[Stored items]
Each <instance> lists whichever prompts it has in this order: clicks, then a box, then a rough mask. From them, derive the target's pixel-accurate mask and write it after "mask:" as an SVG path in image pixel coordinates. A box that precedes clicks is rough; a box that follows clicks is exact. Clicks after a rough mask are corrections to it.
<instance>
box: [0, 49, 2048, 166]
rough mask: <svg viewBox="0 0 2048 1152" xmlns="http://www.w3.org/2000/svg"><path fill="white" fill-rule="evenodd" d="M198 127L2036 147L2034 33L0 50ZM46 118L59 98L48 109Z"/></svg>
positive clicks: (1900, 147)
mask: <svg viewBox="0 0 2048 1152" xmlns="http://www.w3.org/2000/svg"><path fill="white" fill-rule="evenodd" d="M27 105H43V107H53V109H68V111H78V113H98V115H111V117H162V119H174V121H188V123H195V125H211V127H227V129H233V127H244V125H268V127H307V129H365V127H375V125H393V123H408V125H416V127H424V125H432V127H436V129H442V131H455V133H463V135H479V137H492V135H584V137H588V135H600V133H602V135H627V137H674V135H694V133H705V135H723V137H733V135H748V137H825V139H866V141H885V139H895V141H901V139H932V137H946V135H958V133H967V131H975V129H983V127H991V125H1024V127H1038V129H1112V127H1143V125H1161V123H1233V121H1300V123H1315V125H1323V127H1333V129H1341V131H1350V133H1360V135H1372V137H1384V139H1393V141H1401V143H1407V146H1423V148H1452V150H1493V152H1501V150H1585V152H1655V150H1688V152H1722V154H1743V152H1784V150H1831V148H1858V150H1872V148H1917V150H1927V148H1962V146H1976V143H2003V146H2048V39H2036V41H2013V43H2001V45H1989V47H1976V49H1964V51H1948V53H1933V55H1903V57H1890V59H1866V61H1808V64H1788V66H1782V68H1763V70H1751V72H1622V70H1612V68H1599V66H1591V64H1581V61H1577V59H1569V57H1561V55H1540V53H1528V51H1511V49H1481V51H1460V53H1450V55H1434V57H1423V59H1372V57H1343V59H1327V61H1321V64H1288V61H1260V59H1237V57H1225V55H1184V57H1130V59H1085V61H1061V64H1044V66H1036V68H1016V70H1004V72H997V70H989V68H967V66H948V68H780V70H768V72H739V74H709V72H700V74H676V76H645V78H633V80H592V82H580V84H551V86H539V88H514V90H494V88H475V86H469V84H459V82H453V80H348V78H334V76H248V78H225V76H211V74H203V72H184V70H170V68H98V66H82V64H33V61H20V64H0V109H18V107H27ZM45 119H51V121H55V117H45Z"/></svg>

→ ASSIGNMENT: Find the lines above holding the word "instance" and show them.

→ ANSWER:
Each <instance> lists whichever prompts it has in this order: clicks, then a box, then a rough mask. From them, derive the target's pixel-accurate mask and write it after "mask:" as an SVG path in image pixel coordinates. A box that precedes clicks is rough; a box that follows clicks is exact. Clicks after a rough mask are corrections to it.
<instance>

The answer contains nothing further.